Only the final stretch of the data is wanted: reproduce the line containing "Outline every instance of the large brown" and each line after it, exactly.
[Start of section]
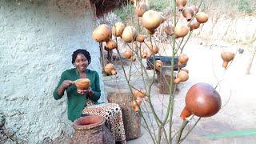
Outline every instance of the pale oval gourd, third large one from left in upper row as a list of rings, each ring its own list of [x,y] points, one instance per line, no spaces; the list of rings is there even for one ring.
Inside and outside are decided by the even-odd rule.
[[[122,40],[124,42],[134,42],[137,35],[138,33],[134,26],[126,26],[125,30],[122,32]]]

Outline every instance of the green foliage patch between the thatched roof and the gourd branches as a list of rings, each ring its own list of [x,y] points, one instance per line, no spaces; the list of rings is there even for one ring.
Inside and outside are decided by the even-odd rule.
[[[115,9],[114,14],[121,18],[122,22],[126,22],[126,20],[130,19],[134,14],[134,6],[127,4],[126,6]]]

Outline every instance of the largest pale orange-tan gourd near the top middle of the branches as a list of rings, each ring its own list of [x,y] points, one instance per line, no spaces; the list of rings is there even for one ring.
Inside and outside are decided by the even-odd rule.
[[[158,28],[163,21],[162,15],[154,10],[147,10],[142,16],[142,26],[148,30]]]

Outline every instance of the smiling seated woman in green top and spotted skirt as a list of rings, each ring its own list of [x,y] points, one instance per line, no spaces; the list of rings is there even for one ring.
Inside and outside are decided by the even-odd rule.
[[[126,143],[126,135],[122,122],[122,110],[118,104],[98,103],[101,96],[98,73],[87,69],[90,64],[90,53],[87,50],[75,50],[72,54],[75,68],[62,73],[58,86],[54,90],[54,99],[62,98],[65,90],[67,94],[67,114],[70,121],[83,115],[94,114],[106,118],[106,126],[110,128],[116,142]],[[74,81],[79,78],[89,78],[88,90],[77,90]]]

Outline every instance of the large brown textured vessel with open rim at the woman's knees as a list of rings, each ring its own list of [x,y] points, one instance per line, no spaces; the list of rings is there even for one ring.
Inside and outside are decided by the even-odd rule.
[[[74,138],[76,144],[114,143],[114,137],[105,126],[105,118],[90,115],[74,121]]]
[End of section]
(Solution):
Outline every instance of the large brown textured vessel with open rim at the woman's knees as a list of rings, each ring its own list of [x,y] points, one instance per line, no spaces; the list of rings is there even for one ring.
Inside and outside are decided by the even-odd rule.
[[[74,138],[76,144],[114,143],[114,137],[105,126],[105,118],[90,115],[74,121]]]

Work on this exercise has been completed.